_Request:_
List every person named in the passage on the quantum lattice algorithm.

=== Reading text ===

Eldar and Shor have posted a new paper that claims to solve the
following lattice problem efficiently on a quantum computer:
given a lattice L, a vector v, and numbers b = lambda_1(L)/n^17,
a = lambda_1(L)/n^13 decide if v's distance from L is in the range
[a/2,a] or at most b, where lambda_1(L) is the length of L's
shortest non-zero vector.
Regarding "efficient": the theorem statement appears to claim polynomial
time for this GapBDD problem for exponents 13+epsilon, 17+epsilon.
For comparison, Regev says that the hardness of LWE for exponential q
"is based on the standard assumption that GapSVP is hard to approximate
to within polynomial factors", and that the hardness of LWE for poly q
"is based on slightly less standard (but still quite believable)
assumptions".

=== Dataset records ===

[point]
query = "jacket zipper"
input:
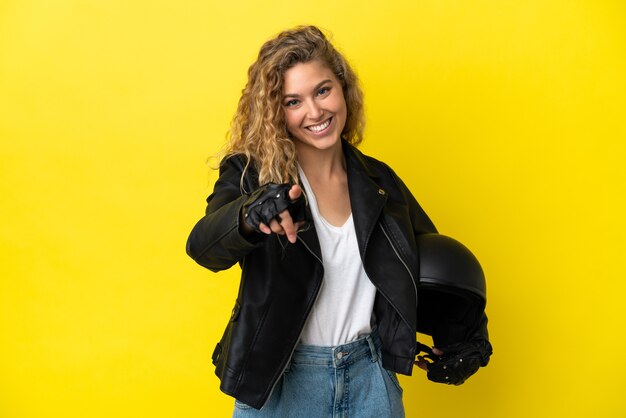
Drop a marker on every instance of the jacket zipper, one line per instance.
(293, 349)
(400, 258)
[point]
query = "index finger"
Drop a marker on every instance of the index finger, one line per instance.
(295, 192)
(288, 226)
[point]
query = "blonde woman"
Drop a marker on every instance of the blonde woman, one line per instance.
(326, 239)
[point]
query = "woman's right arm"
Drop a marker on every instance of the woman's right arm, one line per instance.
(216, 241)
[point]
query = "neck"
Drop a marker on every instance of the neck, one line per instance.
(321, 164)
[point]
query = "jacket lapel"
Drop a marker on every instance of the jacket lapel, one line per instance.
(367, 198)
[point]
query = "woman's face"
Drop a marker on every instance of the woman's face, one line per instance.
(315, 109)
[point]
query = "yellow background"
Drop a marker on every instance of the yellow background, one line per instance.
(506, 119)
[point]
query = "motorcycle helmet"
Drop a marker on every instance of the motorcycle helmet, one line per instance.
(451, 290)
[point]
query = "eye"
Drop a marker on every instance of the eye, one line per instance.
(323, 91)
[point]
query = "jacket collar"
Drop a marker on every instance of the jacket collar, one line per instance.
(367, 200)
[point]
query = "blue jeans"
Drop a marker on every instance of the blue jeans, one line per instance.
(335, 382)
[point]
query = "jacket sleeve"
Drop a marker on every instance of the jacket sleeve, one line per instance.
(215, 241)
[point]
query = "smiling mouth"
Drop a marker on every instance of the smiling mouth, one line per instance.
(321, 127)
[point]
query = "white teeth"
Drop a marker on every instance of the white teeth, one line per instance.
(321, 127)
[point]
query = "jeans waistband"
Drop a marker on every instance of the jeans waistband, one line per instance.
(341, 355)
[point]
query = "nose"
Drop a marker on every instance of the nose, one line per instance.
(314, 110)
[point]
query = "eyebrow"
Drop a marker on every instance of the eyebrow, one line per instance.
(317, 86)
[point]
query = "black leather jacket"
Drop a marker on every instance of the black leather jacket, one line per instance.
(280, 281)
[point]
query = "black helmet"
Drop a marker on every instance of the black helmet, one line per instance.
(451, 290)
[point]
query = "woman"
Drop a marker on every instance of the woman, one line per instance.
(326, 239)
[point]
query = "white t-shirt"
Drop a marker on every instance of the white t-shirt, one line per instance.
(343, 309)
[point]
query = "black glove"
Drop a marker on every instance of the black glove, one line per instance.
(265, 203)
(458, 362)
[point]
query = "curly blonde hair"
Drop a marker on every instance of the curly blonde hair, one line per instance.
(258, 129)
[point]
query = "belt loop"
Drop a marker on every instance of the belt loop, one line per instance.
(373, 350)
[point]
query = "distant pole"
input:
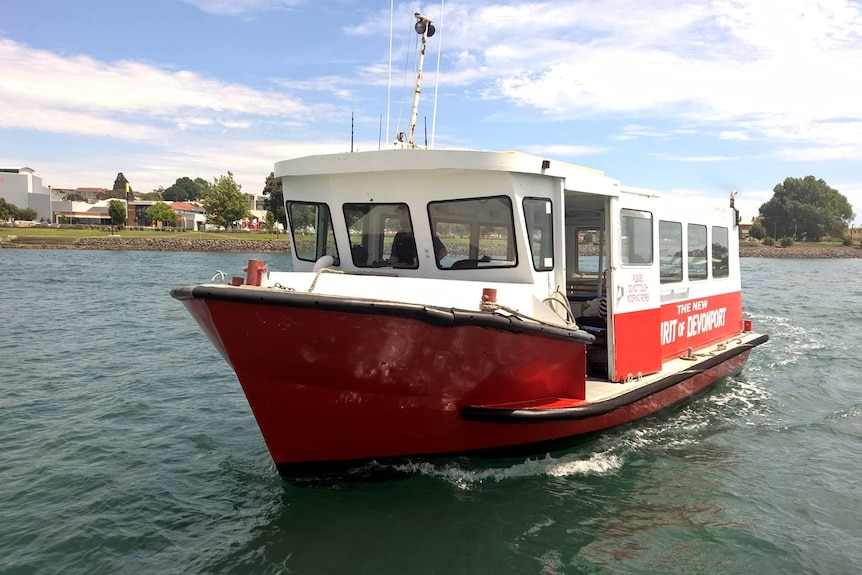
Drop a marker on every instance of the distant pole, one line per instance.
(389, 81)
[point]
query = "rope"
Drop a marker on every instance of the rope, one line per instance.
(493, 307)
(560, 298)
(317, 277)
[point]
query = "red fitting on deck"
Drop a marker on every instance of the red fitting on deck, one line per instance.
(254, 272)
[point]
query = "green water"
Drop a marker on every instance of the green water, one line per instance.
(126, 446)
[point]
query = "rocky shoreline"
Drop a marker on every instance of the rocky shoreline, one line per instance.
(281, 246)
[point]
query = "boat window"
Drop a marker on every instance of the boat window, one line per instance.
(670, 251)
(381, 235)
(720, 251)
(311, 228)
(636, 237)
(477, 233)
(538, 215)
(696, 261)
(590, 252)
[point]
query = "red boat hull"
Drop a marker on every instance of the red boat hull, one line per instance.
(351, 387)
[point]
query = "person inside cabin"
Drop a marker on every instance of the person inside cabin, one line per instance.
(403, 244)
(440, 250)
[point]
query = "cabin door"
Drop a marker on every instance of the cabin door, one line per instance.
(633, 290)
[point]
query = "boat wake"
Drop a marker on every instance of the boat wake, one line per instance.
(464, 476)
(739, 401)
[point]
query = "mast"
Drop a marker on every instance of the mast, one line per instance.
(426, 29)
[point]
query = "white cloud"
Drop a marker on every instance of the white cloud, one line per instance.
(761, 70)
(127, 100)
(242, 7)
(565, 151)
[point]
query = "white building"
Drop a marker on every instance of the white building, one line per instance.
(23, 188)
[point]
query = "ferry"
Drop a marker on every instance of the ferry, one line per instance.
(459, 302)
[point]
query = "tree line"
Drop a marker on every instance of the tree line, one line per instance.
(803, 209)
(222, 199)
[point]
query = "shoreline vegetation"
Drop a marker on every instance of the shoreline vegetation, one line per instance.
(264, 243)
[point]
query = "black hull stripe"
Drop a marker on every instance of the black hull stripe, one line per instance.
(437, 316)
(497, 415)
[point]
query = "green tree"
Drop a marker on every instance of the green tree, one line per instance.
(202, 186)
(806, 208)
(117, 211)
(121, 190)
(183, 190)
(269, 222)
(757, 231)
(26, 214)
(224, 201)
(161, 212)
(273, 192)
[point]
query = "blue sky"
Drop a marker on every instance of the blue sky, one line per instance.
(692, 99)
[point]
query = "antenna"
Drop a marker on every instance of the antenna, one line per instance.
(437, 77)
(425, 29)
(389, 84)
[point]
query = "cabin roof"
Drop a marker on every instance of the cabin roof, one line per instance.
(398, 160)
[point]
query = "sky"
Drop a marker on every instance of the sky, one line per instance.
(694, 99)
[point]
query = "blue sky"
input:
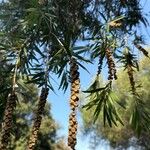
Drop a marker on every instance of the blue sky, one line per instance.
(60, 102)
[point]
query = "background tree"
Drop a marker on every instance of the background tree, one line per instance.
(59, 26)
(121, 135)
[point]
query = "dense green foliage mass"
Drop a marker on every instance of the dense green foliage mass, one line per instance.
(40, 38)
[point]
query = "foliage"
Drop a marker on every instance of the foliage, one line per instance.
(39, 38)
(120, 135)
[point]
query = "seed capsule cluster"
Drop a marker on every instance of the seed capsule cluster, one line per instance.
(8, 120)
(111, 65)
(38, 118)
(131, 78)
(140, 48)
(100, 64)
(72, 130)
(75, 85)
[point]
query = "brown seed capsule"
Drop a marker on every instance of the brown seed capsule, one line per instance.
(111, 65)
(131, 78)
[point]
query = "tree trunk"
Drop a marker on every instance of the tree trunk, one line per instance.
(38, 119)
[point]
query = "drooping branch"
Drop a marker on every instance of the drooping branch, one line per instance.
(75, 85)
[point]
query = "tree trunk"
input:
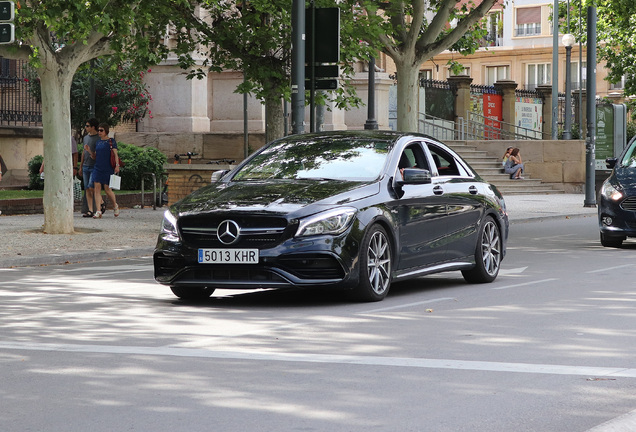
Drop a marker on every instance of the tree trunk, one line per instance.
(274, 117)
(58, 165)
(407, 95)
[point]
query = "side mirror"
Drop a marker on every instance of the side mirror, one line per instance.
(218, 175)
(415, 176)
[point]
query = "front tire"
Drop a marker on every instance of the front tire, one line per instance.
(192, 293)
(487, 254)
(375, 265)
(608, 241)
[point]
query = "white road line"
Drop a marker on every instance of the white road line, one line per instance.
(326, 358)
(407, 305)
(525, 284)
(610, 268)
(624, 423)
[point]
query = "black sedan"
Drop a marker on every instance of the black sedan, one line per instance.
(350, 210)
(617, 209)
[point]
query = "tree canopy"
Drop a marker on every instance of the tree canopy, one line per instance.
(411, 32)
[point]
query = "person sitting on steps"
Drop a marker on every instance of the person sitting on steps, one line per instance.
(514, 165)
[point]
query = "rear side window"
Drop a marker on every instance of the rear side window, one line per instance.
(444, 161)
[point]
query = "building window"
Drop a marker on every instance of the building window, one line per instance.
(528, 21)
(495, 29)
(619, 85)
(465, 71)
(496, 73)
(538, 74)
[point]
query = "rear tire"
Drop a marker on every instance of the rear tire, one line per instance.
(192, 293)
(608, 241)
(487, 254)
(375, 265)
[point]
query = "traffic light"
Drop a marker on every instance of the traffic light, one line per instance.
(7, 30)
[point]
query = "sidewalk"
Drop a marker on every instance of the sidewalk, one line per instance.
(135, 231)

===

_Reply:_
Eldar, Shor, Regev